◆ WHAT IS BEING ASKED ◆
Print the listing below line for line, without changing any character.

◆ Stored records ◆

---+---

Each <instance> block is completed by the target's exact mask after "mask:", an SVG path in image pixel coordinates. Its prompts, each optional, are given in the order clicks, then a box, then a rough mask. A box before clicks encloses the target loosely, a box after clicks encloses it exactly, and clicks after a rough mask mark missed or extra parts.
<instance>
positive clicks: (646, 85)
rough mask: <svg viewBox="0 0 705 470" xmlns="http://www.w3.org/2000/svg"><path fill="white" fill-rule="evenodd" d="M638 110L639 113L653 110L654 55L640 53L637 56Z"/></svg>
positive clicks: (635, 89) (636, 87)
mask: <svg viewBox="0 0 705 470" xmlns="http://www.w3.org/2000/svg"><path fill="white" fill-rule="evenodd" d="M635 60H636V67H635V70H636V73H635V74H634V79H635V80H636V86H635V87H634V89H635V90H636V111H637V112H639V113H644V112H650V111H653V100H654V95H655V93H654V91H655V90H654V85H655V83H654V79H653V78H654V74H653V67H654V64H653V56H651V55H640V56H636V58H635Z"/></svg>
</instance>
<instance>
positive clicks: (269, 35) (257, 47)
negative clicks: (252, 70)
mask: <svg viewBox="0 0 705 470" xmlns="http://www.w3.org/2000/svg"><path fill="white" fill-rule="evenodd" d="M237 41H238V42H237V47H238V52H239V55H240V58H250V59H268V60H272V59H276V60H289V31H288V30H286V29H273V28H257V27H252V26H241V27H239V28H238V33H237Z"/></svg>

---+---

◆ EXPECTED ANSWER ◆
Each <instance> block is completed by the target's exact mask after "mask:", an SVG path in image pixel coordinates. Its prompts, each optional, are given in the order clicks, then a box, then a rough mask. A box before clicks encloses the target loosely, a box after clicks encloses it exactly, and clicks after a rough mask mark missed or extra parts.
<instance>
positive clicks: (646, 85)
rough mask: <svg viewBox="0 0 705 470" xmlns="http://www.w3.org/2000/svg"><path fill="white" fill-rule="evenodd" d="M638 110L639 113L653 110L654 55L640 53L637 56Z"/></svg>
positive clicks: (635, 89) (636, 87)
mask: <svg viewBox="0 0 705 470" xmlns="http://www.w3.org/2000/svg"><path fill="white" fill-rule="evenodd" d="M635 60H636V67H635V70H636V73H635V74H634V79H635V80H636V86H635V87H634V89H635V90H636V111H637V112H639V113H644V112H650V111H653V100H654V95H655V93H654V91H655V90H654V85H655V83H654V79H653V78H654V74H653V67H654V64H653V56H651V55H640V56H636V58H635Z"/></svg>
</instance>
<instance>
positive clicks: (269, 35) (257, 47)
negative clicks: (252, 70)
mask: <svg viewBox="0 0 705 470" xmlns="http://www.w3.org/2000/svg"><path fill="white" fill-rule="evenodd" d="M237 41H238V42H237V47H238V52H239V55H240V58H250V59H268V60H272V59H276V60H289V31H288V30H286V29H273V28H257V27H252V26H241V27H239V28H238V33H237Z"/></svg>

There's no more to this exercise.